TO DO.
Rewrite the data below, starting at the line that contains "Check that every instance of the cluster" and ending at the line that contains "Query: cluster of houses", with "cluster of houses" changed to "group of houses" and nothing else altered.

RAW DATA.
....

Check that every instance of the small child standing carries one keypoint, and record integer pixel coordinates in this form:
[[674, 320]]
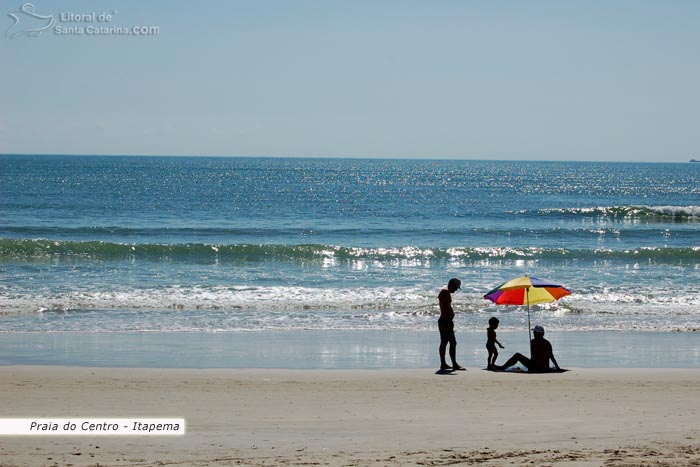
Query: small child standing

....

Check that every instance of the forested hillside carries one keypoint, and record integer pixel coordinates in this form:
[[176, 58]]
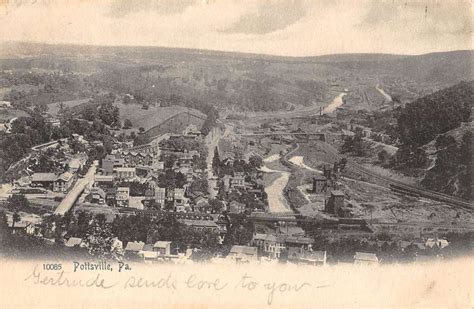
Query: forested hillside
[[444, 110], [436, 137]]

....

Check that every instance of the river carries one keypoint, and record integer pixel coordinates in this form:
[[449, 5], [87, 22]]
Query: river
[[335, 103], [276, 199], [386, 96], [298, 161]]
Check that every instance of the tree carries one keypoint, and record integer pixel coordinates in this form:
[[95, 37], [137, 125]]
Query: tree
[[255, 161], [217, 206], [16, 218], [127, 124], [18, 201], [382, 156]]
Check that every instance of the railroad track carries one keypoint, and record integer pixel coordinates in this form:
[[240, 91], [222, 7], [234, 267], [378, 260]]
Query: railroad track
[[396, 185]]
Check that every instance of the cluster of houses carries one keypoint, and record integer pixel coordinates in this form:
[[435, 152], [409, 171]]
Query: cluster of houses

....

OUTPUT FOR THIS EXERCISE.
Check that every instance of the group of houses carries one keypoint, and record integer pixel coordinates in this form:
[[435, 152], [409, 171]]
Query: group of houses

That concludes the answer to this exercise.